The More Things Change, the More They Thirst for Brains

What’s so strange to think about now is how accurate the title Night of the Living Dead (George A. Romero, 1968) really is. The film takes place over the course of one day, and the hordes of zombies we see menacing the film’s ensemble are easily defeated by collaboration between the National Guard and civilian volunteers once they have time to muster. All the main characters we meet are dead by the end of the film, but the country as a whole seems relatively unchanged. Watching the movie for the first time over lockdown, I was shocked. Modern zombie fiction has a completely different conception of the impact a zombie outbreak would have on our way of life. Walkers, Boneys, Runners, Lurkers, Zeds, have consumed my mind (but thankfully not my brain) these last few days. Here’s how they’ve changed over the years, and how stories about them have evolved. 

The zombie virus in this film is theorised as coming from mysterious radiation found on a space probe. This pre-moon landing speculation about space dates the film in a very endearing way. Causes for the virus in more recent fiction are varied, and sometimes ignored completely. Ignoring what the author has posted to Twitter, a cause for the virus in The Walking Dead (Robert Kirkman, 2003-2019)  was never stated, though it was cured off-panel during a time skip in the last issue. In Scooby Doo on Zombie Island (Hiroshi Aoyoma, Kazumi Fukushima and Jim Stenstrum, 1998) the same group of zombies arise every year to warn others of the real threat, the werecats that killed them. Stephen King’s novel Cell (2006) presents a world in which using your phone is enough to turn you into one of the mindless hoard, following Romero in that he was exploring anxiety over technology relevant to his time. In the videogame The Last of Us (Bruce Straley and Neil Druckman, 2013), zombies are caused by a fungus that takes root in the brain. The zombification process is also developed past a dichotomy of living/undead. The fungus continues to inhabit a zombie until it becomes blind and develops a form of echo location to identify the living. This also creates more danger in that areas can be made dangerous by the presence of the fungi spores. This innovation is encouraged by the medium, as players are aware of the text they are engaging with in a way that characters aren’t, and make choices based on things that characters wouldn’t. Further developing what a zombie can be in this way keeps the genre from getting stale.

________________

| TASK STATEMENT |
Turn the paragraph of the essay above that begins "The zombie virus in this film" into a short bulleted list that keeps its main facts.

________________

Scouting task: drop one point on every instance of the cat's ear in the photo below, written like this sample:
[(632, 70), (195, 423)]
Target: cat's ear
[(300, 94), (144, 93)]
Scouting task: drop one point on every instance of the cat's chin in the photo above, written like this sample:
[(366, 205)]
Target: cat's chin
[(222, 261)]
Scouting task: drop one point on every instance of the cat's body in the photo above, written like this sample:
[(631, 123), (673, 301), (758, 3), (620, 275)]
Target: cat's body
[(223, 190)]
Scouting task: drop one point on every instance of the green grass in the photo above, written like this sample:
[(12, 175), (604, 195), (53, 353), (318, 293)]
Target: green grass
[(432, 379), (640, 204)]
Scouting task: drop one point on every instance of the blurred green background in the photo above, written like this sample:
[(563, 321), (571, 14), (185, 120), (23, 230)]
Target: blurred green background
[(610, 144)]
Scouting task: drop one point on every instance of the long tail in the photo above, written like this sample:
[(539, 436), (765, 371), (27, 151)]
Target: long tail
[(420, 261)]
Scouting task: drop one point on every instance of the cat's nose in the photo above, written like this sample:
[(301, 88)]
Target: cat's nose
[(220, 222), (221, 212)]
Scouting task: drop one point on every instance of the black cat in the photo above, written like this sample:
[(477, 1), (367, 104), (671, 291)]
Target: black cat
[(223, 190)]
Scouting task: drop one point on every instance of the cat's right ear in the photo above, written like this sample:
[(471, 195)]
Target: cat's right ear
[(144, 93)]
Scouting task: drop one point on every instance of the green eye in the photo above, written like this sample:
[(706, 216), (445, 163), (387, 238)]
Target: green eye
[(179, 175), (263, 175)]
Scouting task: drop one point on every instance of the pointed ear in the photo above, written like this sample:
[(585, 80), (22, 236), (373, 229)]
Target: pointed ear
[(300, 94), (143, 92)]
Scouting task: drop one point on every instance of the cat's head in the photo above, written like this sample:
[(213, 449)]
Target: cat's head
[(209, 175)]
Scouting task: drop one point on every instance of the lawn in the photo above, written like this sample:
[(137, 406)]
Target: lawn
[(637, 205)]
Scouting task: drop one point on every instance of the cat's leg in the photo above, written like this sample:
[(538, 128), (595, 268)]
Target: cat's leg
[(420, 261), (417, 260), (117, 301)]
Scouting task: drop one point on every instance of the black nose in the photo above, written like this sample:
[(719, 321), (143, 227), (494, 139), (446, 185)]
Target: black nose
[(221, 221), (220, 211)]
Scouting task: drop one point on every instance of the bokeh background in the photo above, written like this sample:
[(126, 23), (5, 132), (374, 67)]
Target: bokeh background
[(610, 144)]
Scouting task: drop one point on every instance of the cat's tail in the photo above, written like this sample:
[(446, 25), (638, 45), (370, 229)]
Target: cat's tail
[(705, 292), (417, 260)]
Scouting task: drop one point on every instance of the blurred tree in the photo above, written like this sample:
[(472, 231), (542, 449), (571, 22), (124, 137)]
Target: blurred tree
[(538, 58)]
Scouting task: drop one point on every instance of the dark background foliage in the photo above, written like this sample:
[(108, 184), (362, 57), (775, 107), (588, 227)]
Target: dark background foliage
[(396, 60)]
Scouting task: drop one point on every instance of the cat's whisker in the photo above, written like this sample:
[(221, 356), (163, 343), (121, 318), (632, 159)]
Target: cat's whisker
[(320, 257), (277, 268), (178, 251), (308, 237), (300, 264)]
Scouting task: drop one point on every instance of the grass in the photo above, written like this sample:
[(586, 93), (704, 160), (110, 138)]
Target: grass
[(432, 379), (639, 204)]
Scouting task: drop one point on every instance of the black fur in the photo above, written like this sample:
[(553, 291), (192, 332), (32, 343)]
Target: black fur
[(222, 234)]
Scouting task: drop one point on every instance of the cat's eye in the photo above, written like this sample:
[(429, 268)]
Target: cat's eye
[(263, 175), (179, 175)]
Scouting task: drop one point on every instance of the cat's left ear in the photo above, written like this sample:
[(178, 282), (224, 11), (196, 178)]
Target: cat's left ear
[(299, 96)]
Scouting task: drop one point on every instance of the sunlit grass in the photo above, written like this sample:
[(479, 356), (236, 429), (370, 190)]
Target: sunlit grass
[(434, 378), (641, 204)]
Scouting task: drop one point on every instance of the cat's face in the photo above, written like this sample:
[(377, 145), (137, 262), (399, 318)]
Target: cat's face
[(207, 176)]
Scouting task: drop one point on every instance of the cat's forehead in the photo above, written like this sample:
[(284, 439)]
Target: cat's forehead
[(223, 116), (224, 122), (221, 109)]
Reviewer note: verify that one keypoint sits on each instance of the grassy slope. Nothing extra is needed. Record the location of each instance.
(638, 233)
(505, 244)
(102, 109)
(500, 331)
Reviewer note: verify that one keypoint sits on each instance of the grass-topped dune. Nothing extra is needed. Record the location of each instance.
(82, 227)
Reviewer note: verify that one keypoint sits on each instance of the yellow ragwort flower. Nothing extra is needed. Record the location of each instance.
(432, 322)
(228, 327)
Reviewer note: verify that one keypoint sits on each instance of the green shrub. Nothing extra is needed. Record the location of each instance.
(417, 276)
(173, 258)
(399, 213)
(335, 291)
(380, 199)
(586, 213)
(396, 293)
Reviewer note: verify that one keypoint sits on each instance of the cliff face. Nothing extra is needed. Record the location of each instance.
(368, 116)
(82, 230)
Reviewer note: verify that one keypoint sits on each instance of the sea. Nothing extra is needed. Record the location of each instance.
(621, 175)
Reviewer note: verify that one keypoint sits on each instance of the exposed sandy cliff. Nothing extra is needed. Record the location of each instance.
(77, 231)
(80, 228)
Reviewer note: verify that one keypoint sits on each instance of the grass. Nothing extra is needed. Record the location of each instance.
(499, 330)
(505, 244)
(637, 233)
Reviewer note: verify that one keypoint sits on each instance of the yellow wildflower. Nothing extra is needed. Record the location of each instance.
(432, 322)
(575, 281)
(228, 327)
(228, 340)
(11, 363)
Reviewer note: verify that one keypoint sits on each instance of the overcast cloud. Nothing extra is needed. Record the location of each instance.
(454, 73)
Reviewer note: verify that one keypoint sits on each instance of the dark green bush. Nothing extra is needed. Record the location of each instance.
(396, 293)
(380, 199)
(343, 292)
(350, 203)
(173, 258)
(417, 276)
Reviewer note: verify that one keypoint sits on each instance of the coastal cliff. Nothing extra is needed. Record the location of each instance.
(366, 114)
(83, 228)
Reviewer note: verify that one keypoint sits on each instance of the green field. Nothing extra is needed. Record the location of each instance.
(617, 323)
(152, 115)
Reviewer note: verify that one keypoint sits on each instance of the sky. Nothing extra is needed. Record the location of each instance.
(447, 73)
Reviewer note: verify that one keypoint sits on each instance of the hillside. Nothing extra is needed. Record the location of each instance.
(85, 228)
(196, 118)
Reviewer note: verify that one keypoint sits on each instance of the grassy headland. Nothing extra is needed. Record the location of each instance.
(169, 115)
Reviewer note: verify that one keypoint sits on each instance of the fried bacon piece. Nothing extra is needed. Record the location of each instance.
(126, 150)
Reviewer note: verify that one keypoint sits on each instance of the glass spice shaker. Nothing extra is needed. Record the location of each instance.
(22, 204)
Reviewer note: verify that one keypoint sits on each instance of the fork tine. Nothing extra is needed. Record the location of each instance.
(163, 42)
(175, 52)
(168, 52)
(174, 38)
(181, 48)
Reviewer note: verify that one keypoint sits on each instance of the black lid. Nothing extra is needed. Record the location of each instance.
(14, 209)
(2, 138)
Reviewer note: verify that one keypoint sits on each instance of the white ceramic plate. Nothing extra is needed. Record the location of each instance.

________________

| WRITTEN SOLUTION |
- Night of the Living Dead: the virus is theorized to come from mysterious radiation on a space probe, a pre-moon-landing idea that dates the film in an endearing way.
- More recent fiction: causes vary and are sometimes ignored completely.
- The Walking Dead (2003-2019): leaving aside the author's Twitter posts, no cause is ever stated, and the virus is cured off-panel during a time skip in the last issue.
- Scooby Doo on Zombie Island (1998): the same zombies rise every year to warn others about the werecats that killed them.
- Cell (2006): using your phone turns you into one of the mindless horde. Like Romero, King explores anxiety about the technology of his time.
- The Last of Us (2013): a fungus takes root in the brain. The fungus goes beyond a living/undead split, leaving zombies blind and using a form of echolocation. Its spores also make whole areas dangerous.
- The game medium encourages such ideas, since players know they are engaging with a text and make choices characters wouldn't.
- Expanding what a zombie can be keeps the genre from going stale.